Work task ::
Output the section of the passage on schooling in Uganda that begins at the words "Many girls got" and stops after the words "back pregnant girls.", copied without any change.

Document passage ::
● ● ● ● ● ● ●

The case of pregnant girls

Many girls got pregnant while others were forced into early marriage as a result of the prolonged school closure. A UNFPA report on addressing  teenage pregnancy during the COVID-19 pandemic revealed that  a total of 354,736 teenage pregnancies were registered in 2020, and 196,499 in the first six months of 2021. When schools reopened in January 2022, many pregnant girls reported back to school encouraged by the directive from government that schools accept them back. At Wiggins Secondary School in Kumi District in Eastern Uganda, there are 5 pregnant girls and 5 are breastfeeding. Most schools that have registered pregnant girls or young mothers are in rural areas. However, some girls are still facing stigma and discrimination partly due to pronouncements by an Anglican Bishop stopping Church of Uganda founded schools from accepting back pregnant girls.

Attempts at seeking remedy

On 11 January 2022, a case was filed in the High Court of Uganda against the state for breach of its duty to protect, respect and fulfil the right to education for all. In this civil suit, the applicants, ISER, together with Andrew Karamagi and Micheal Aboneka, want the court to issue an order compelling the Minister of Education and Sports to immediately exercise its statutory obligation under the Education Act 2008 to regulate tuition and non-tuition charges payable at any school or education institution in Uganda. The applicants also want the court to ban the mandatory solicitation of school requirements (and any other non-cash contributions) by any school or education institution.

● ● ● ● ● ● ●

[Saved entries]

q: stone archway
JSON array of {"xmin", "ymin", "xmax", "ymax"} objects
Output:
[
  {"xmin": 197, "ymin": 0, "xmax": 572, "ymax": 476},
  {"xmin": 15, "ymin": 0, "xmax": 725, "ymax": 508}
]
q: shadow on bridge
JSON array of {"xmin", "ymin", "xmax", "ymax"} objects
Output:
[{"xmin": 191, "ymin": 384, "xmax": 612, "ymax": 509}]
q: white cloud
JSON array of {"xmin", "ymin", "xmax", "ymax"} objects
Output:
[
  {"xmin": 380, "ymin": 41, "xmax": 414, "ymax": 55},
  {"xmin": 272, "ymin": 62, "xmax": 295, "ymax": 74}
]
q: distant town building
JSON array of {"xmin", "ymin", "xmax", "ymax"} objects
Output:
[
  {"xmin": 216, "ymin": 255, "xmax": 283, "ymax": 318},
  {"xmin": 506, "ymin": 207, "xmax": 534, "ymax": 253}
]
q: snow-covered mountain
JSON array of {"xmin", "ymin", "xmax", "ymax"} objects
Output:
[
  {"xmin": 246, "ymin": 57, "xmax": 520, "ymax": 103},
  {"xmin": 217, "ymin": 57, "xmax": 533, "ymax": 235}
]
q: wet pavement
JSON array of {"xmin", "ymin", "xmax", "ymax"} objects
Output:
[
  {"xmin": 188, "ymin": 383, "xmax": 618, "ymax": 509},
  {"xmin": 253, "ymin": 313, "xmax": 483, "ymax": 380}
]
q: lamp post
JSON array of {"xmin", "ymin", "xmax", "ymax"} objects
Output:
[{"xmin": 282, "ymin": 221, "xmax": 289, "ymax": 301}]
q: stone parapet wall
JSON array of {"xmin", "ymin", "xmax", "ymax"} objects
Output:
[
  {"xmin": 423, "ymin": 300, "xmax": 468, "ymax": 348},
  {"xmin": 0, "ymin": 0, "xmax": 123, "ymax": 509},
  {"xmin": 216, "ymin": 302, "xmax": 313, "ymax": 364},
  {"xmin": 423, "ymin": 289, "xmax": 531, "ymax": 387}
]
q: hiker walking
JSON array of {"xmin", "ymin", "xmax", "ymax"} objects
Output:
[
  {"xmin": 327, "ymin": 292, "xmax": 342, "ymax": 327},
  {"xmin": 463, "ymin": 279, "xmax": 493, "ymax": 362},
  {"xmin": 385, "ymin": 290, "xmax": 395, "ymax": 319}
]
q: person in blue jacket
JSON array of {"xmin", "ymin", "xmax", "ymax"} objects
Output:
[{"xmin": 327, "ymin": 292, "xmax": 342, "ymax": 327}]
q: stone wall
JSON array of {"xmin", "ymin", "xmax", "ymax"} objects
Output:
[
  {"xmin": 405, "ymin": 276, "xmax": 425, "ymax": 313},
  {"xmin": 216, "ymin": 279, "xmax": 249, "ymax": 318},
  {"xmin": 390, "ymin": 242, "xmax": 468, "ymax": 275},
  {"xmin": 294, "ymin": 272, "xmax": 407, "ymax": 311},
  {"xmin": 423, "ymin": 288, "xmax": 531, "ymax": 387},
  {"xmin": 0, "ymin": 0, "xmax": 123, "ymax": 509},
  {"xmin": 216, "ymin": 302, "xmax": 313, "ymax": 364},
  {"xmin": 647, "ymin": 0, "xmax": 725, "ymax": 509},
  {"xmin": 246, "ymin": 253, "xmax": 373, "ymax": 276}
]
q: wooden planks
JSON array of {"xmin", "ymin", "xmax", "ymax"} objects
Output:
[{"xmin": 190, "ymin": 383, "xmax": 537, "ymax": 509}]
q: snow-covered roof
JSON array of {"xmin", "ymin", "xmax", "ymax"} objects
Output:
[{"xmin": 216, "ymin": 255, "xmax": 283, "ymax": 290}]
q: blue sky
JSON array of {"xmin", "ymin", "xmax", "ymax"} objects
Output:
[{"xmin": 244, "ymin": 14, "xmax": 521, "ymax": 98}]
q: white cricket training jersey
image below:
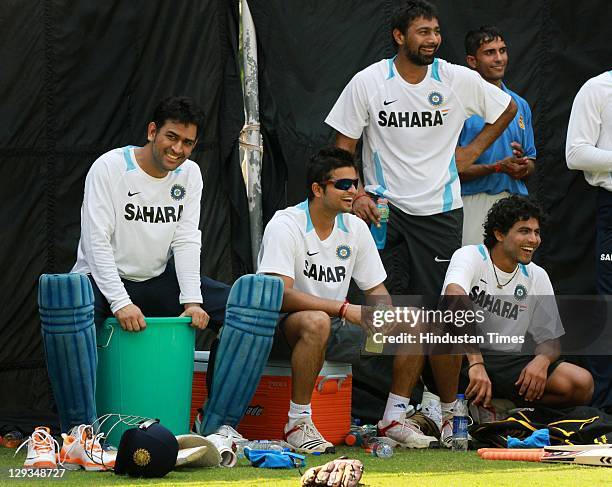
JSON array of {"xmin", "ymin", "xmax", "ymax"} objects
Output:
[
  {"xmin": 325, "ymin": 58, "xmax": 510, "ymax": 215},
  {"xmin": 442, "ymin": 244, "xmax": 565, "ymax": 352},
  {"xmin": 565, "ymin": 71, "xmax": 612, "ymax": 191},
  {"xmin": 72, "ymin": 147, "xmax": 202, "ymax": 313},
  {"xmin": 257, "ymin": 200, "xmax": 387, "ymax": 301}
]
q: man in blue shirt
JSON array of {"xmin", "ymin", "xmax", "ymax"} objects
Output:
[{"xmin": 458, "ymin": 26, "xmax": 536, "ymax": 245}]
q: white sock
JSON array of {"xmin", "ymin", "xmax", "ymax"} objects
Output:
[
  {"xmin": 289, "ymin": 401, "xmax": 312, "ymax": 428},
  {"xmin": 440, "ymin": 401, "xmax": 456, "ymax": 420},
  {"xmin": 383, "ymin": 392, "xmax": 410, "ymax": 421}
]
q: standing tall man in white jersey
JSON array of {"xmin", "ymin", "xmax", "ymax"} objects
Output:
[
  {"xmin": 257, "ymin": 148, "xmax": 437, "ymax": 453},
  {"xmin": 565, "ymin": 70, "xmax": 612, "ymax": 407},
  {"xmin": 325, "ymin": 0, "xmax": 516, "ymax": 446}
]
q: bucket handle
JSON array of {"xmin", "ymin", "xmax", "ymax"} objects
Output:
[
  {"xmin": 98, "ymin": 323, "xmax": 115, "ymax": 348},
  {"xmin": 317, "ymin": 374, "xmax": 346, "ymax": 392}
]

● ● ● ● ● ● ●

Task solution ::
Many girls got pregnant while others were forced into early marriage as a result of the prolonged school closure. A UNFPA report on addressing  teenage pregnancy during the COVID-19 pandemic revealed that  a total of 354,736 teenage pregnancies were registered in 2020, and 196,499 in the first six months of 2021. When schools reopened in January 2022, many pregnant girls reported back to school encouraged by the directive from government that schools accept them back. At Wiggins Secondary School in Kumi District in Eastern Uganda, there are 5 pregnant girls and 5 are breastfeeding. Most schools that have registered pregnant girls or young mothers are in rural areas. However, some girls are still facing stigma and discrimination partly due to pronouncements by an Anglican Bishop stopping Church of Uganda founded schools from accepting back pregnant girls.